(Selected excerpt Opens)
In South Africa, COVID-19 is gone, or at least according to the data and reporting. When the
coronavirus first emerged last year, health officials feared the pandemic would sweep
across Africa, killing millions. Although it’s still unclear what COVID-19’s ultimate toll will be,
that catastrophic scenario has yet to materialize in Zimbabwe or much of the continent,
and we are seeing this in many other locations where no vaccinations have taken place.
Africa doesn’t have the vaccines and the resources to fight COVID-19 that Ontario has in
the truckloads. Still, somehow without imposing mask mandates, lockdowns, or
vaccinations for everything that doesn’t move, they are making out better than we are.
Here in Ontario, we are not permitted to participate in society unless we comply with every
draconian rule of massive restrictions. Still, this has resulted in us being no further ahead
than South Africa.


Yet our leaders keep talking about that next variant or wave, and in the meantime, South Africans
are much better off and are going about their lives unencumbered. These facts that anyone can download and verify further make the case that we start asking our government some hard
questions, like how we got
this is wrong and who is responsible? Fewer than 6 percent of people in Africa are
vaccinated. For months, the WHO has described Africa as “one of the least affected
regions in the world” in its weekly pandemic reports.
(Selected excerpt Closes)
(Data extract Opens)
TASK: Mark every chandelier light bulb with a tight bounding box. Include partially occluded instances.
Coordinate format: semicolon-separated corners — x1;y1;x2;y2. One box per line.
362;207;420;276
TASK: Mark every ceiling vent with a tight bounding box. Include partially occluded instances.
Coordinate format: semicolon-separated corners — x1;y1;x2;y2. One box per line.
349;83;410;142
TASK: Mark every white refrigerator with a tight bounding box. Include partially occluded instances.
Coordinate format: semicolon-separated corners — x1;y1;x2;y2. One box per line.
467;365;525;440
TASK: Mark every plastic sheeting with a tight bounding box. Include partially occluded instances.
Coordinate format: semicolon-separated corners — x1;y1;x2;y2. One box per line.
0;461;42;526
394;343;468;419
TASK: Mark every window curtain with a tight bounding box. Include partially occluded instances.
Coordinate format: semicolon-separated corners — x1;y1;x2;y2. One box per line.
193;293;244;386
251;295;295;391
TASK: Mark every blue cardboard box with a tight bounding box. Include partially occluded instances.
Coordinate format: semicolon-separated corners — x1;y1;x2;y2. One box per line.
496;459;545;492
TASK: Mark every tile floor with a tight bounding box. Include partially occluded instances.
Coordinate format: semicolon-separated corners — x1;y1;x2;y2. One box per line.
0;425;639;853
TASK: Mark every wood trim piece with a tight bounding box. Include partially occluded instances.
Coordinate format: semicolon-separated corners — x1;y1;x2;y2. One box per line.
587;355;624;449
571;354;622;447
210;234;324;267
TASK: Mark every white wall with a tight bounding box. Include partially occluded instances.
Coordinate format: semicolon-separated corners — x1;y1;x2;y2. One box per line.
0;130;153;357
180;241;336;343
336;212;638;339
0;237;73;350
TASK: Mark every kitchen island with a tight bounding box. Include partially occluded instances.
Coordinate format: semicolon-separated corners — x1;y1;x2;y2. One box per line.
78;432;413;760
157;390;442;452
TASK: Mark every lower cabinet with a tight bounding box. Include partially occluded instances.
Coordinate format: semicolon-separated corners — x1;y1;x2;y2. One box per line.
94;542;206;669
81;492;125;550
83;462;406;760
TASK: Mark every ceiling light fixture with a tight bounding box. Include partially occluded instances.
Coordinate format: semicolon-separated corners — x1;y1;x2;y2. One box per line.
(Data extract Closes)
◆ Work item A ◆
Answer these questions from the commentary on COVID-19 in Africa and Ontario.
(i) When the coronavirus first emerged, what did health officials fear?
(ii) What share of people in Africa are vaccinated?
(iii) How has the WHO described Africa in its weekly pandemic reports?
◆ Work item B ◆
In the commentary on COVID-19 in Africa and Ontario, why should people start asking the government hard questions?
◆ Work item C ◆
Reproduce verbatim the passage of the commentary on COVID-19 in Africa and Ontario starting at "Yet our leaders" and ending at "weekly pandemic reports.".

◆ Answer section A ◆
(i) They feared the pandemic would sweep across Africa, killing millions.
(ii) Fewer than 6 percent.
(iii) As "one of the least affected regions in the world."

◆ Answer section B ◆
The commentary says that Ontario's leaders keep talking about the next variant or wave while South Africans are much better off and going about their lives unencumbered. It holds that these facts, which anyone can download and verify, make the case for asking the government hard questions, such as who is responsible.

◆ Answer section C ◆
Yet our leaders keep talking about that next variant or wave, and in the meantime, South Africans
are much better off and are going about their lives unencumbered. These facts that anyone can download and verify further make the case that we start asking our government some hard
questions, like how we got
this is wrong and who is responsible? Fewer than 6 percent of people in Africa are
vaccinated. For months, the WHO has described Africa as “one of the least affected
regions in the world” in its weekly pandemic reports.